● YOUR TASK
Restate all the material verbatim, except for the pictures.

__________

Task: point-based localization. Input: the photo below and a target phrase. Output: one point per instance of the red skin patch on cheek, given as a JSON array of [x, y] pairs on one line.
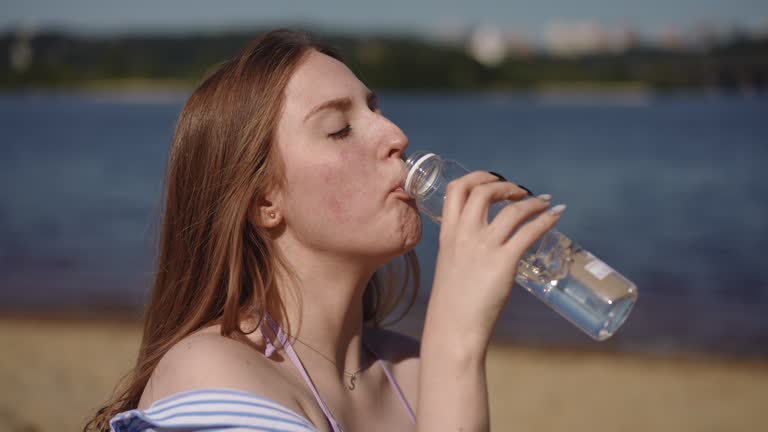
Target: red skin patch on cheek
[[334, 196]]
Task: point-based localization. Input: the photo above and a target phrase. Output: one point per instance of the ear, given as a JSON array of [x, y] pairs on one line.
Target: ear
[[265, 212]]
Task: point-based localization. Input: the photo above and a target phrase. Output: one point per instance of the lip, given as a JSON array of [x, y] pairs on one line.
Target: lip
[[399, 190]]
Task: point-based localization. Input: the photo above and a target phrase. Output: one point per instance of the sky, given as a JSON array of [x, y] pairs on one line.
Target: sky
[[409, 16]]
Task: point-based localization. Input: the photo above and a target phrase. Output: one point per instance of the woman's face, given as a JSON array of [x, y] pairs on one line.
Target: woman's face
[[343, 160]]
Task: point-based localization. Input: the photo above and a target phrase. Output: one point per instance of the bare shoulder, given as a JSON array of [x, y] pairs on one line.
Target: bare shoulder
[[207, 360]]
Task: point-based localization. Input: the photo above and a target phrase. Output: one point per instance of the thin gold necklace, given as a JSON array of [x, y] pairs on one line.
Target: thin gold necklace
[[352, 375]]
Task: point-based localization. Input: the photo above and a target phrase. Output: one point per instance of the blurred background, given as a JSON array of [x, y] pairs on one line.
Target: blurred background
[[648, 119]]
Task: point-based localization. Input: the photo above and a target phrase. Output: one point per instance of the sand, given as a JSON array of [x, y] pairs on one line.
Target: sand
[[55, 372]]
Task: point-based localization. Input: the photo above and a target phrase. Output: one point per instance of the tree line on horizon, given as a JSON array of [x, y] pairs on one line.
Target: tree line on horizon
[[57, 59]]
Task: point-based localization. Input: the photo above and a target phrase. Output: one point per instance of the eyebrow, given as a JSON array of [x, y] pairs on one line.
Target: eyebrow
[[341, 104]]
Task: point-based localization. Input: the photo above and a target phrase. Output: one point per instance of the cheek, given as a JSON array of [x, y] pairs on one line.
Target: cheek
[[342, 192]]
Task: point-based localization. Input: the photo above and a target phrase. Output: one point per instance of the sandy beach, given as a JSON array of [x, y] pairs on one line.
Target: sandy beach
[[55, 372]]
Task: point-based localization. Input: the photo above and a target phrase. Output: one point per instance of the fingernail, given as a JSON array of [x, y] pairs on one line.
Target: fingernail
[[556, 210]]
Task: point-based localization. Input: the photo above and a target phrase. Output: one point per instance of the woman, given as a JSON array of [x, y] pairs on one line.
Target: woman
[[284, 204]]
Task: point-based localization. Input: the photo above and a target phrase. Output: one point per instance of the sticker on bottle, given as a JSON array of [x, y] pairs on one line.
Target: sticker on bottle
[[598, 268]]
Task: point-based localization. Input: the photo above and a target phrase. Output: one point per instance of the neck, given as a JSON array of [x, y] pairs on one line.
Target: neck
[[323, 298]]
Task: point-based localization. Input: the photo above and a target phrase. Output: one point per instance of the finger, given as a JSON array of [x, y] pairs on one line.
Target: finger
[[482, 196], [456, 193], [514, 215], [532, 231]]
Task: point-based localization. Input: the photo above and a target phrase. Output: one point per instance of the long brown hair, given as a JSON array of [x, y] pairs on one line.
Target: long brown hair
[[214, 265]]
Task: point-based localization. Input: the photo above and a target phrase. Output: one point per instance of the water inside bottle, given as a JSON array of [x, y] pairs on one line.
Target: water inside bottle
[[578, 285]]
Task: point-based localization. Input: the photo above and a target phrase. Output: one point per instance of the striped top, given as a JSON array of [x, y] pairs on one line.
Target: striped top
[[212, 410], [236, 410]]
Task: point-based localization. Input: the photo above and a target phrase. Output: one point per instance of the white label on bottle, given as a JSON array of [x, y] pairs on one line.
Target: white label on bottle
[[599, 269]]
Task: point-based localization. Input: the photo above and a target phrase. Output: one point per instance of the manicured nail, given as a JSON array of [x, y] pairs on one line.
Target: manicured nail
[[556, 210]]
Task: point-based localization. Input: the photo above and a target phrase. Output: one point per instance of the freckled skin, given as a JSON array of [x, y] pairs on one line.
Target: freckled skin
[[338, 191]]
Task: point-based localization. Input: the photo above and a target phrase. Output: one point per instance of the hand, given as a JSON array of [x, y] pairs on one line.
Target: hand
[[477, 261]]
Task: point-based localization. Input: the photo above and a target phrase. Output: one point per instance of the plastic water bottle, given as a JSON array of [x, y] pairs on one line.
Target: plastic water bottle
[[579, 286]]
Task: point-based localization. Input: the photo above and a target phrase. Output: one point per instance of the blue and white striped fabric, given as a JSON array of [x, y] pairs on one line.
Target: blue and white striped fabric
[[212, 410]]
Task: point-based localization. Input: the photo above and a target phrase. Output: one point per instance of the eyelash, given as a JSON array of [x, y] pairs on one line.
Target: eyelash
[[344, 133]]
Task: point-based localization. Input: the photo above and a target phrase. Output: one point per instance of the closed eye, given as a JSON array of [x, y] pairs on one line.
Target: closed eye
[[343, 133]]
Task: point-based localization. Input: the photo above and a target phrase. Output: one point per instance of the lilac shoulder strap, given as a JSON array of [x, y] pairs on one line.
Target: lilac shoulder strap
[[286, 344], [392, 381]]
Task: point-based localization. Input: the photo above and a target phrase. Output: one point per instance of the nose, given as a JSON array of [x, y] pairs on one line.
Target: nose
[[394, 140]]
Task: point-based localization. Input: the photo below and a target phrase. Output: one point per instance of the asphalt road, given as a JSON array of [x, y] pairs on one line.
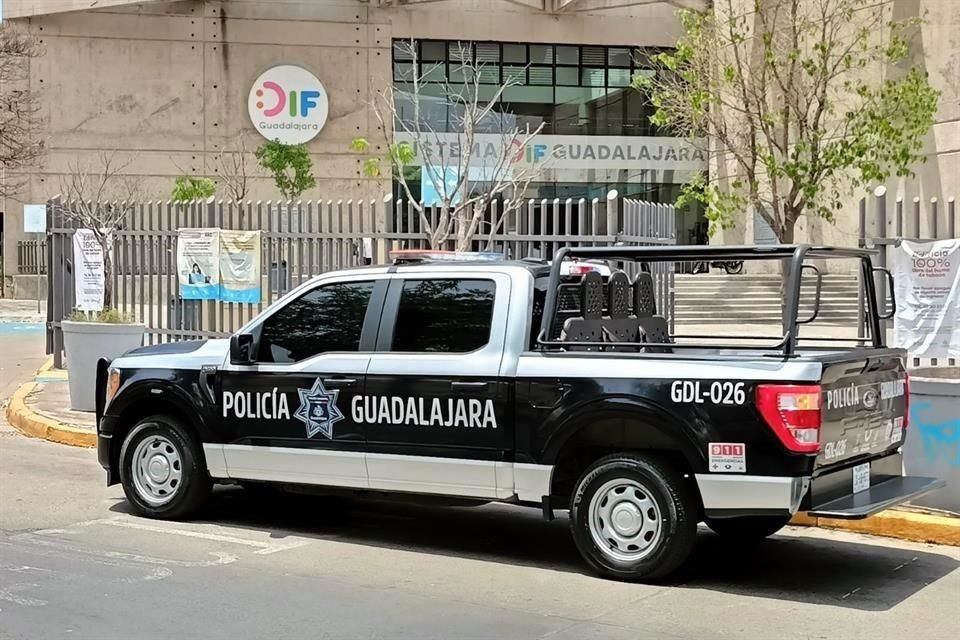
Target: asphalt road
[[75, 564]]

__________

● RIGHT ANSWER
Task: point-based localization. Input: the photo below and a target phrase. Output: one point per instance of the red skin patch on cheek, given as a JSON array of [x, y] pairs on one line.
Target: red skin patch on cheek
[[334, 196]]
Task: point-based localization. Input: the photo above and a target phrase. Output: one point per instance of the ear, given as a JSON array of [x, y] pairs on one line.
Target: ear
[[265, 212]]
Task: point-based localization. Input: the photo above and a target phrase. Output: one point per instance of the lip, given as a JSON array of [x, y] pairs on one line.
Target: lip
[[399, 190]]
Task: point-based localization. Input: the photo above and a target phrase. Output: one point per instance of the sky, given as a JSON array of [x, y] pairs on one line.
Target: sky
[[409, 16]]
Task: point-based localization. Input: the photo above and a target phrase. Output: one point per instance of the woman's face, given as a JSON array of [x, y] pairs on one line.
Target: woman's face
[[343, 160]]
Task: point-based localization. Input: the photo above and a target phrase. Output: one point per instance of the bare shoulder, given as a JSON array of [x, y] pairs on one line.
Target: bare shoulder
[[207, 360]]
Task: point-based localization. Input: the photo above and a target phrase. Output: one point per instance of the thin gold necklace, given as a JSON array of [x, y] pairs on one line.
Target: thin gold necklace
[[352, 375]]
Task: point-based localization. Input: the photo above and a target phrase. Output: one point per instance of the blurred background, given as a JSON array of [x, y] pairs on one line.
Target: blurred background
[[648, 119]]
Task: point-based localization. Input: the photo above and a target phrase. Output: one point per instance of the sand, given as a JSON array of [x, y] pairs on one line.
Target: sand
[[55, 372]]
Task: point-based localization. Input: the photo above and a target phrase. Output: one point per instance of the tree line on horizon, given as a JSON array of [x, y] pairs on one line.
Target: tree line on horizon
[[57, 59]]
Task: point-based localization. Input: the photo above and a target phrase. Output: one point per instance of the eyebrow, given as a JSON array of [x, y] pairs on one line.
Target: eyebrow
[[341, 104]]
Task: point-based localization. Input: the photo above and a target phrase. Output: one point per instance of the cheek, given as a JSON array of [x, y] pairs on one line.
Target: cheek
[[342, 192]]
Task: point-based localization. Input: the photo above and a target phrase. Output: one point per instance of the sandy beach, given as a JSON array of [x, y] pairs on one line.
Target: sandy beach
[[55, 372]]
Task: point-based localization. Input: the photo above and a target phrase. Output: one point per instance of the fingernail, given as a JSON array of [x, y] pairs on one line.
Target: fingernail
[[556, 210]]
Task: point-based localization. Input: the photo above and a target phrase. Output: one point per instance of the woman, given as a JSON array of [x, y] pairs on one line.
Target: woman
[[284, 204]]
Task: point-based localization. Input: the photo above and a target phrase. Output: one point per instance of the sticker on bottle, given as a JSON array of [x, y] pairs on one line.
Target: sticker on bottle
[[598, 268]]
Task: point-based localization. Input: the photo above and a target phrase. Output: one point per instance of the neck, given as a JSON array of [x, y] pairs on one line.
Target: neck
[[323, 298]]
Task: point-based localization. Input: the photo above and a target phrase. Output: one point per instance of the finger, given as a JSON array of [x, y] pairs on one line.
Target: finger
[[482, 196], [456, 193], [514, 215], [532, 231]]
Task: point-based localization. Input: the photo above and a target phrase. Output: one point per instance of the long brown hair, given as a JSON array of [x, y] pairs on one line.
Target: long brown hair
[[214, 265]]
Task: point-based localization. Input: the photo above and a target phrase. Output: one point per instance of the water inside bottle, given as a JSON array of [x, y] pairs on one line.
Target: water inside bottle
[[578, 285]]
Task: point-based localization. Input: the photo above and a target phrase. Output: one point per instance of the striped top, given as a JSON array of [x, y] pairs on one line.
Target: striped top
[[212, 410], [236, 410]]
Task: point-based localization. Input: the photo above and a target phrase. Output: one point per instance of the white label on bottle, given as a JSON array of [x, y] pairs on one line.
Target: white label on bottle
[[599, 269]]
Task: point-based localization. Input: the photo above and a target phrase. Output: one point per instance of the manicured nail, given as a JSON array of [x, y] pairs on one line.
Target: manicured nail
[[556, 210]]
Task: point-based localization. Input: the photo above and a target phrase. Output: one point per instance of the freckled skin, given as a JSON array of [x, y] pairs on one line.
Target: freckled skin
[[338, 191]]
Task: point-based localization. Input: the photo above and a target phrase. Output: one point per instance of the hand, given as a JSON array of [x, y] pairs on one line.
Target: hand
[[477, 261]]
Task: point-based localization. Input: the photo above and a target phrase. Output: one point per instance of the plastic water bottle, given as a JSON array of [x, y] pairs on one line.
Target: plastic water bottle
[[579, 286]]
Task: point-based localization. Input: the photo above and a target phrase. Output: one point per instance of the blue and white striped fabric, given as a JSON array of [x, y] pairs on one line.
Target: blue and white striped fabric
[[212, 410]]
Task: point-based localization. Input: the photo above and a target phrase. Output: one point per instance of the eyelash, given as a JSON array of [x, y] pairs on one line.
Target: eyelash
[[344, 133]]
Task: point-based localization. Input: the photo above and a target phrase. Output: one point per instance of the closed eye, given as a JSON array of [x, y] pairs on one line.
Target: closed eye
[[343, 133]]
Task: point-based localization. Input: the photo above and a target phrase. Output: one point per instance of the lilac shoulder strap, given as a JSON array of [x, y] pairs on one line.
Target: lilac shoulder strap
[[286, 344], [392, 381]]
Task: point-based localization. Input: the photo above and a target phrase. Output: one point per instance of the nose, given as a JSON array of [x, y] pairs on one line.
Target: nose
[[394, 140]]
Task: point-based localization. Input: the photo below and a target phrase. Output: one point per instance of the asphalt road, given as a JSON array of [x, y] pairs on one line.
Target: asphalt road
[[75, 564]]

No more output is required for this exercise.